**Problem:** Wherever the word "black" appears in a line of the records, copy that line.
*** Opening of Stored data ***
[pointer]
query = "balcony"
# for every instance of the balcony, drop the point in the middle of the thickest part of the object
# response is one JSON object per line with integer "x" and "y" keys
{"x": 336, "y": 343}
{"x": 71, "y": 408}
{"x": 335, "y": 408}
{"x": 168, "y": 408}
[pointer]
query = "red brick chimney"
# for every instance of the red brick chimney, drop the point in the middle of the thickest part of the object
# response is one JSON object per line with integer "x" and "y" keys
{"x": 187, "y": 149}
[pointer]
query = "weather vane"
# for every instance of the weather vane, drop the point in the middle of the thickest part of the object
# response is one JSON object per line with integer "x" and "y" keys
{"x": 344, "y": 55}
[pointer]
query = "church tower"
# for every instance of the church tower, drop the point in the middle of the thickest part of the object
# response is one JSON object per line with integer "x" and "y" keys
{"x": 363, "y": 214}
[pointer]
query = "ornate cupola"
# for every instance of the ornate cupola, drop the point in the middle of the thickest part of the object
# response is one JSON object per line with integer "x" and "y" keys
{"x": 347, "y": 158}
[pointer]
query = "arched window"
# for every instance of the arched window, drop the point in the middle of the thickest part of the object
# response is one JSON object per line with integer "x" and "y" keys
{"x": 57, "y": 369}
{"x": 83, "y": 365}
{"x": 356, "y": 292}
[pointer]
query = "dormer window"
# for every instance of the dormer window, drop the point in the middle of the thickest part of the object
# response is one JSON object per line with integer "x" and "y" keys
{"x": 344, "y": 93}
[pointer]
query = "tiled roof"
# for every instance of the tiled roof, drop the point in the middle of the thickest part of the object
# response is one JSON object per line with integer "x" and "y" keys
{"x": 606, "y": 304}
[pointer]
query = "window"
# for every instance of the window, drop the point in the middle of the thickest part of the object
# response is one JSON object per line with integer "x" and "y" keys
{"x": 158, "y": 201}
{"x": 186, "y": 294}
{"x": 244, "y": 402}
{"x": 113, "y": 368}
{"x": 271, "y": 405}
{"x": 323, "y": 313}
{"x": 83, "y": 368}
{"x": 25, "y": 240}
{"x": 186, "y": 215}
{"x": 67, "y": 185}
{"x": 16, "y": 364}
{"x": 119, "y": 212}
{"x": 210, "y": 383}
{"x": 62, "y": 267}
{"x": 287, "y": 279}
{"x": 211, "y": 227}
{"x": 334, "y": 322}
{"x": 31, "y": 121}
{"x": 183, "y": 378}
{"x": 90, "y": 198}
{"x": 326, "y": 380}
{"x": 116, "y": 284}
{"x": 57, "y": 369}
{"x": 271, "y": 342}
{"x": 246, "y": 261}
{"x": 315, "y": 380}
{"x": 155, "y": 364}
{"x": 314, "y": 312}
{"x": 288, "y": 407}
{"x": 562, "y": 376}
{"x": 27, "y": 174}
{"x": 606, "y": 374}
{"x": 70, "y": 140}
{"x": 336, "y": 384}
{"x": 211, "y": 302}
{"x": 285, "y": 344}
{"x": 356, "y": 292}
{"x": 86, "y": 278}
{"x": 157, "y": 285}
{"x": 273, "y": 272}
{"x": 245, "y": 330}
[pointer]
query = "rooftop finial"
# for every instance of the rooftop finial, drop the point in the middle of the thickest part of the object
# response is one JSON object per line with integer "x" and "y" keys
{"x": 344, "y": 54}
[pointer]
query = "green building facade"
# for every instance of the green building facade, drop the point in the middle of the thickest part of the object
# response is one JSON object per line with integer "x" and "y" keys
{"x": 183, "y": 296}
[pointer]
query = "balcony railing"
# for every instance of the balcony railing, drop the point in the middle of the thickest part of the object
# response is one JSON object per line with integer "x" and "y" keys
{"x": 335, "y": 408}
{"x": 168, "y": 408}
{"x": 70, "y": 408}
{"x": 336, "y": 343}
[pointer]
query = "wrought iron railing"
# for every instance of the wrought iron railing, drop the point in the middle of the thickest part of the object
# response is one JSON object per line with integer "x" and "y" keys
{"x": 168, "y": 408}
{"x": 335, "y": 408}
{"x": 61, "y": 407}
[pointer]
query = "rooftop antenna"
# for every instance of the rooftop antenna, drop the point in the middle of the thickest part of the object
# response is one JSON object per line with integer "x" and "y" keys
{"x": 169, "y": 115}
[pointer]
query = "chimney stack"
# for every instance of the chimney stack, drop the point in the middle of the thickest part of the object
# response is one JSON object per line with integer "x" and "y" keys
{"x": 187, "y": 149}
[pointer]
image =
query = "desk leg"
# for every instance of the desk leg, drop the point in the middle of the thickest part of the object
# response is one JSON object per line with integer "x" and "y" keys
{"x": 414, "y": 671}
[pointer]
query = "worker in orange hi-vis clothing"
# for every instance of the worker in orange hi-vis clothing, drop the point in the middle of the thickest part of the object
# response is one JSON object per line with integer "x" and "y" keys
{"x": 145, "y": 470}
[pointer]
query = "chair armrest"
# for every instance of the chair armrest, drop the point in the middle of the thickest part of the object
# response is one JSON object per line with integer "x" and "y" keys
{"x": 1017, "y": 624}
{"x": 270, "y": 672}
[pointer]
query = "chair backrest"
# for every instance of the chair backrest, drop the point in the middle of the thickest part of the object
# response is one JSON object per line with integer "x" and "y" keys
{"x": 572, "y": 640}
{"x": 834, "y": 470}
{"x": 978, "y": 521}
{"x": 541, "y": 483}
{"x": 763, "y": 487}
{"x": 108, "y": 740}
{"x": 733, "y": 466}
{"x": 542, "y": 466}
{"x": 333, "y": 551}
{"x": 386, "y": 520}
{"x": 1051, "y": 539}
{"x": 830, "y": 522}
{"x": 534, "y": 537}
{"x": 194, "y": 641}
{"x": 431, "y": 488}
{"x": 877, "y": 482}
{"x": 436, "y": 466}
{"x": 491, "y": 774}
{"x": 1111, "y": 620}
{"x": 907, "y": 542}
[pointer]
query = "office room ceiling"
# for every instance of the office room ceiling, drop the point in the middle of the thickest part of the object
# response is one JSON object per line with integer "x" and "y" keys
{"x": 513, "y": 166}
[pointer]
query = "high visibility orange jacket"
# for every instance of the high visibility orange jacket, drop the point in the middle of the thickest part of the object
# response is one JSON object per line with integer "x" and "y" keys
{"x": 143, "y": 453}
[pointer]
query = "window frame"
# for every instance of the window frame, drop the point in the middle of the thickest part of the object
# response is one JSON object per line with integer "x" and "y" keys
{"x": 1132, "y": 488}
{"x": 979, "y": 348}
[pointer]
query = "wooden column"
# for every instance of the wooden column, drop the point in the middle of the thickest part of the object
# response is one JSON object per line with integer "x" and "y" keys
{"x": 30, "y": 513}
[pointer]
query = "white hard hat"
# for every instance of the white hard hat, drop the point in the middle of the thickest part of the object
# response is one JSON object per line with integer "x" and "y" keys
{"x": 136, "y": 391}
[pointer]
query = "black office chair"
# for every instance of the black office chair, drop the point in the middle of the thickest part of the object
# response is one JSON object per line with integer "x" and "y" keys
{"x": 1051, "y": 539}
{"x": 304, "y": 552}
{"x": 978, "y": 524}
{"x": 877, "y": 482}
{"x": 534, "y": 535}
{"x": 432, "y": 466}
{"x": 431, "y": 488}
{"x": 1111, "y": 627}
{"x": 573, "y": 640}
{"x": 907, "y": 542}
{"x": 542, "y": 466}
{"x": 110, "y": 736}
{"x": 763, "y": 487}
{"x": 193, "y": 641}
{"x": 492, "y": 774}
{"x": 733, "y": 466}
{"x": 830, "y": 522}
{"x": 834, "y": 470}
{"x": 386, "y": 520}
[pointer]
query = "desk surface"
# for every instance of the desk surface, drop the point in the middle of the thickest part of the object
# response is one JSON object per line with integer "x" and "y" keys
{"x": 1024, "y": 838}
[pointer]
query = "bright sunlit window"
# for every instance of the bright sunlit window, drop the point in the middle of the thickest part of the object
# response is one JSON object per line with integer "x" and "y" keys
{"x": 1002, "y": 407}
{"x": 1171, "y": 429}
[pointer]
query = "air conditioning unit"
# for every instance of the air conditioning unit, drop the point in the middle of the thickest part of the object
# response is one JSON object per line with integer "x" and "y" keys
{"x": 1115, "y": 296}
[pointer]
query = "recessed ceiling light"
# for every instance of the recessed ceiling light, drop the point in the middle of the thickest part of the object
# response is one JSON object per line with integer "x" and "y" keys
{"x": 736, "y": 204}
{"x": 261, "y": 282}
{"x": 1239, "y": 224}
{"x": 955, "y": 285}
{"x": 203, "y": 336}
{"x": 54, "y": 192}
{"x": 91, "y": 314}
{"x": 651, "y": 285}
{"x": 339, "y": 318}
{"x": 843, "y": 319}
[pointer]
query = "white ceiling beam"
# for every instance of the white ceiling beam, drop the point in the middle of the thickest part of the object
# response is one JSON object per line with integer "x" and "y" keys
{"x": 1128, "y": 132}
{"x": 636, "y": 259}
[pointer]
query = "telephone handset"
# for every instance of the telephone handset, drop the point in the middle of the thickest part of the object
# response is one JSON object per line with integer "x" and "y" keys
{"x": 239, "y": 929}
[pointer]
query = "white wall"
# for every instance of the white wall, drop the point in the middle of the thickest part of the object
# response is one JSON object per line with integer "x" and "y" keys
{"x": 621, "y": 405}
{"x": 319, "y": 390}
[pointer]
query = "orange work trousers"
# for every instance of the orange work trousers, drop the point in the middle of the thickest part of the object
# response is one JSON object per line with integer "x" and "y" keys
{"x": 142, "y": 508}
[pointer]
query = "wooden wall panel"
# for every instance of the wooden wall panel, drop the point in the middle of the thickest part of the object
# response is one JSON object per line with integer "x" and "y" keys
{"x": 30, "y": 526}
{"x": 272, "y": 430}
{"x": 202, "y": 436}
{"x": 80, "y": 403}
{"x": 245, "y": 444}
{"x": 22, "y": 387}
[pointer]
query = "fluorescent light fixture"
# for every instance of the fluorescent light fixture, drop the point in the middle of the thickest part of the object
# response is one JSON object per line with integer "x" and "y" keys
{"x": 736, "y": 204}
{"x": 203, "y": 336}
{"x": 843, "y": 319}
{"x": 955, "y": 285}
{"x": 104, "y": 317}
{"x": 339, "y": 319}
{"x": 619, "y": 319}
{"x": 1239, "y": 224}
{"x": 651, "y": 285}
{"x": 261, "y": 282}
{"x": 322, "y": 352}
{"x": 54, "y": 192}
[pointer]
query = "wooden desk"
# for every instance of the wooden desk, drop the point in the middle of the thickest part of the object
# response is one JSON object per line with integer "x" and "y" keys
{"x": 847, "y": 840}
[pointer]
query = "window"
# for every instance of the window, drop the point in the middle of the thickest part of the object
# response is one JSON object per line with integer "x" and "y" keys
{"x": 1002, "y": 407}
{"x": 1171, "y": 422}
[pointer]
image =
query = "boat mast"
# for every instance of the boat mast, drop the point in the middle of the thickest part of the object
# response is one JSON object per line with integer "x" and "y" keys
*** Close of Stored data ***
**Answer below:**
query = "black office chair"
# for every instance of the black office chair, drop the point in the middle of the thickest part of the object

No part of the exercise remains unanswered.